## What to produce
Count the lines below that contain the word "arched", and reply with that number alone.

★ ★ ★ ★ ★

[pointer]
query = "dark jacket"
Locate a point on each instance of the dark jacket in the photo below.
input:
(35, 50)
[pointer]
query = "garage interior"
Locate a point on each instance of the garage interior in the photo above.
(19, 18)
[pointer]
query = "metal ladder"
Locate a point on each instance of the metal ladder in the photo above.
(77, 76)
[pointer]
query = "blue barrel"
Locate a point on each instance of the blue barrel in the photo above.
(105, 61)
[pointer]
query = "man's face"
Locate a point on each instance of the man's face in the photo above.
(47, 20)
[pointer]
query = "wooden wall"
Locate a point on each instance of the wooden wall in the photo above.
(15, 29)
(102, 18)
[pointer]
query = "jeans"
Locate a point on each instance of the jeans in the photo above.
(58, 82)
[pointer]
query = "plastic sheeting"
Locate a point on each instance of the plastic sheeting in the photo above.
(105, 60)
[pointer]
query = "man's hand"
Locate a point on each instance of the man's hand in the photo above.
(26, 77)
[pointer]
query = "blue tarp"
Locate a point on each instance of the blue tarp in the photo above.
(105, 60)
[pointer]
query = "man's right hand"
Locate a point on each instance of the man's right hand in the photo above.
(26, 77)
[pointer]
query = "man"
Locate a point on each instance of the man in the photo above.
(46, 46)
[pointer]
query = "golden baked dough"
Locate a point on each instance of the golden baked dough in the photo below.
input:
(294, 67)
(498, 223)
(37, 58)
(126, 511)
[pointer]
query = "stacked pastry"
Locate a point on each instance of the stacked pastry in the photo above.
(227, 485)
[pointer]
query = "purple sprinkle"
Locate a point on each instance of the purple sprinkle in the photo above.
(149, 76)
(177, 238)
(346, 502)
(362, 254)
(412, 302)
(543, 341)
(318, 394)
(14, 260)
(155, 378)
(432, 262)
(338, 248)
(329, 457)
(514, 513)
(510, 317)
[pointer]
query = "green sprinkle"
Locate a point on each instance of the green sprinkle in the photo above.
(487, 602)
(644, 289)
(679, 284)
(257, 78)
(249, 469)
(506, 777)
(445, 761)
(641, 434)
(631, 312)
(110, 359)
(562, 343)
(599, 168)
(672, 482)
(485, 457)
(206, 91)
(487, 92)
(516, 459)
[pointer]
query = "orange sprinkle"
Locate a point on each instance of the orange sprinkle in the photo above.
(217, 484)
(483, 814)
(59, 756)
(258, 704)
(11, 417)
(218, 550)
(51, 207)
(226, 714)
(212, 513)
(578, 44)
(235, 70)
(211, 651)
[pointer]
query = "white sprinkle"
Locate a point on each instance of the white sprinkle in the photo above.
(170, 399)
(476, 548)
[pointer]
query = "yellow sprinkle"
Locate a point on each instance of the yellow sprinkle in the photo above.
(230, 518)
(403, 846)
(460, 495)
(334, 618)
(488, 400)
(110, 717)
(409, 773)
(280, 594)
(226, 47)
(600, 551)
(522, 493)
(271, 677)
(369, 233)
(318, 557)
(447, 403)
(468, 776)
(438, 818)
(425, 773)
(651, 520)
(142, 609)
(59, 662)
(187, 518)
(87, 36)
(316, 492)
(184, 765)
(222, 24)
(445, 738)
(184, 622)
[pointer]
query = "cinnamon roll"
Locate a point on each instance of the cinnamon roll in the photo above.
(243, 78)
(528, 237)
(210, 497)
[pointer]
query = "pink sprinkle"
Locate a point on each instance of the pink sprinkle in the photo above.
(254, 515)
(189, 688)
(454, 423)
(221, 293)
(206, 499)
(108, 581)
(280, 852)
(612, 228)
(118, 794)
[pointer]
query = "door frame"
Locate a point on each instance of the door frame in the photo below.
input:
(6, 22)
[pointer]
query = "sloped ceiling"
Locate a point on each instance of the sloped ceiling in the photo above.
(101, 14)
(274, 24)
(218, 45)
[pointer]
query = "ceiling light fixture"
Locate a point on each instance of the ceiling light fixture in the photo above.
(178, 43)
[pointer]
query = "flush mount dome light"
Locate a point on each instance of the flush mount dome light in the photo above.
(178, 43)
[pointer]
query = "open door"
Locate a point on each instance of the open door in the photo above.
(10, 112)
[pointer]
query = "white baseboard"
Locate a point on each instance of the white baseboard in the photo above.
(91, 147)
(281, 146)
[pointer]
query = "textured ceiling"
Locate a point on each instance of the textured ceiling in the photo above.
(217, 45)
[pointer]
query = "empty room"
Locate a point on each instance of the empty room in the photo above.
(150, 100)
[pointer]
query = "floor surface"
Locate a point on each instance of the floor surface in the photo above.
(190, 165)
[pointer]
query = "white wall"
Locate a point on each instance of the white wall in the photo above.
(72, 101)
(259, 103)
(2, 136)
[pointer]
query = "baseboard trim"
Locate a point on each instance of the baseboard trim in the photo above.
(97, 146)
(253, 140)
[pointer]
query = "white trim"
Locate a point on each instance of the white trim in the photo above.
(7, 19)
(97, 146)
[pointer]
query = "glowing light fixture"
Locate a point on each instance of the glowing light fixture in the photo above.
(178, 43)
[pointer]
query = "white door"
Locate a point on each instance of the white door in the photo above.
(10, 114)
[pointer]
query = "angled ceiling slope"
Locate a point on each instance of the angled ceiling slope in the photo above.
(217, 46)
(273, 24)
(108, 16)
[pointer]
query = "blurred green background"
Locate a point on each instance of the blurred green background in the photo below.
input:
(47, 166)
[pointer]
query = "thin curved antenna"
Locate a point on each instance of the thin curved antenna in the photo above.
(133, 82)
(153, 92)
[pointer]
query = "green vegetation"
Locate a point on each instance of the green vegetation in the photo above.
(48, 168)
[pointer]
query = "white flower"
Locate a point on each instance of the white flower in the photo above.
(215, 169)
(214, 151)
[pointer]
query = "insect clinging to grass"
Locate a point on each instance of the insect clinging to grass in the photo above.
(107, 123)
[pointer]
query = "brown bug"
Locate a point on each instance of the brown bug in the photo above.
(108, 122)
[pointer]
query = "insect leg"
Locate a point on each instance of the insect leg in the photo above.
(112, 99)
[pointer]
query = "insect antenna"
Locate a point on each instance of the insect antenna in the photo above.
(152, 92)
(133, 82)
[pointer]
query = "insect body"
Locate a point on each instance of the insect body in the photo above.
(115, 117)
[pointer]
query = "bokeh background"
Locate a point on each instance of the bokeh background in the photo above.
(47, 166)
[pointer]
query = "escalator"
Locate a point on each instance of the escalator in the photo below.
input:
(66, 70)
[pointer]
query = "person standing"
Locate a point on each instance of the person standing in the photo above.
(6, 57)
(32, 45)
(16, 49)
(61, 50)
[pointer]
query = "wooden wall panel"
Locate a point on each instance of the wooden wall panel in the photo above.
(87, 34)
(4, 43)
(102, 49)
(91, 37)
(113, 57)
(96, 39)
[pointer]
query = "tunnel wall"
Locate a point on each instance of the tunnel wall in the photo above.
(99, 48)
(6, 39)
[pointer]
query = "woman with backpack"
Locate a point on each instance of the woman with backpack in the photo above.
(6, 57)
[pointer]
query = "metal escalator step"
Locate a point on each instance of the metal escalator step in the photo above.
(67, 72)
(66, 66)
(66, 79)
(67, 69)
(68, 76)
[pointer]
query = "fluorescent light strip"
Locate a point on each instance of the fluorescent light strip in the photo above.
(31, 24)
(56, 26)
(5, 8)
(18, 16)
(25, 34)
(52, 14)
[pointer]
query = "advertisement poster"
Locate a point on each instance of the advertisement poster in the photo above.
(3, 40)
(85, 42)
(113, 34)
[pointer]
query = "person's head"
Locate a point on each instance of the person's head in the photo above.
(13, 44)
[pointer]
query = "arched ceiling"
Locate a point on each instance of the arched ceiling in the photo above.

★ ★ ★ ★ ★

## Complete answer
2